What would your recommendation be for a Type 1 Hypervisor - including backup and restoration options
-
@scottalanmiller said in What would your recommendation be for a Type 1 Hypervisor - including backup and restoration options:
Had KVM been the original project, I would agree completely. But I'm not sure that sharing the Linux kernel for two different purposes is best. It seems to come with a lot of benefits, but a lot of negatives, too. There is a reason that no one else goes down that path for this.
ESXi went down that path, didn't they? Nobody else[1] did because KVM is already there and available, all you need is to build a suitable kernel and maybe your own take on QEMU (like Amazon did).
-
@scottalanmiller said in What would your recommendation be for a Type 1 Hypervisor - including backup and restoration options:
I think Xen's future is to follow ESXi's path. Removing the Dom0, growing the kernel, and moving to limited, enterprise only, hardware support.
I'm pretty sure they don't have the resources to do that. Nor is there any need - Xen as a commercial offering isn't anything to write home about, and as opensource, there isn't much demand for a slim hypervisor-only OS without cluster-level management abilities. Citrix might do something like that for the same reasons ESXi is available for free - as a first dose to get people hooked, but I'm not sure they can or want to invest so much in such an offering.
-
@dyasny said in What would your recommendation be for a Type 1 Hypervisor - including backup and restoration options:
@scottalanmiller said in What would your recommendation be for a Type 1 Hypervisor - including backup and restoration options:
Had KVM been the original project, I would agree completely. But I'm not sure that sharing the Linux kernel for two different purposes is best. It seems to come with a lot of benefits, but a lot of negatives, too. There is a reason that no one else goes down that path for this.
ESXi went down that path, didn't they? Nobody else[1] did because KVM is already there and available, all you need is to build a suitable kernel and maybe your own take on QEMU (like Amazon did).
Hyper-V and Xen made separate kernels, but not their own driver sets.
-
@scottalanmiller oh there are SOME drivers in those separate kernels, else they wouldn't be able to work at all.

Excerpts from point annotation data:

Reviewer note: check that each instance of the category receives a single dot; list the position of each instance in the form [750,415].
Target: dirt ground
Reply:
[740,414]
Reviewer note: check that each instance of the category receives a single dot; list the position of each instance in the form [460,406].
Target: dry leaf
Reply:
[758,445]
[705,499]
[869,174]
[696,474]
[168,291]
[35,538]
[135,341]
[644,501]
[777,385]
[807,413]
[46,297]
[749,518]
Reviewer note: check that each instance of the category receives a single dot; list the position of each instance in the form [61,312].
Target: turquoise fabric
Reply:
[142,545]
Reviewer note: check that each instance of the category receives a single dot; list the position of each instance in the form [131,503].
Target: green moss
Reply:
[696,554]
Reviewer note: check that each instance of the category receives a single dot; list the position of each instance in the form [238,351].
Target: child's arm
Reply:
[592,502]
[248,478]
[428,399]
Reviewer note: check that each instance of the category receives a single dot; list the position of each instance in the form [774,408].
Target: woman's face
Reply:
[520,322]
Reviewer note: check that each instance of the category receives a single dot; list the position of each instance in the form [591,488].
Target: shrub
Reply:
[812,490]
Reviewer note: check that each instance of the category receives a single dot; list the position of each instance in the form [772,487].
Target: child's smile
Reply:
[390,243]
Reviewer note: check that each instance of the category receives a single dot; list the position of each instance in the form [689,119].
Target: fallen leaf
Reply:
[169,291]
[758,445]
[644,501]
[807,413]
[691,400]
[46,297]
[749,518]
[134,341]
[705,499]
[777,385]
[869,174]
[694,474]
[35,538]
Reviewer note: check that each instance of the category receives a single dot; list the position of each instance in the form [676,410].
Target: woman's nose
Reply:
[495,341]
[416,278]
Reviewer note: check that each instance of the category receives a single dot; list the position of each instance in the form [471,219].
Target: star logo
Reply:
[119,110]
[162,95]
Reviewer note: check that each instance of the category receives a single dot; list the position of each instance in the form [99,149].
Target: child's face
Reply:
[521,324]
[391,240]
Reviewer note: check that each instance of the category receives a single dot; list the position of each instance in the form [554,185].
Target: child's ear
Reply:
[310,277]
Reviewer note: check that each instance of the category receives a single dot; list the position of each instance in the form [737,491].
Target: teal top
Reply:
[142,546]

Exercise aim: List every hypervisor named in the forum thread, leaving out QEMU. The items are unrelated to the forum thread.

Exercise solution: KVM, ESXi, Xen, Hyper-V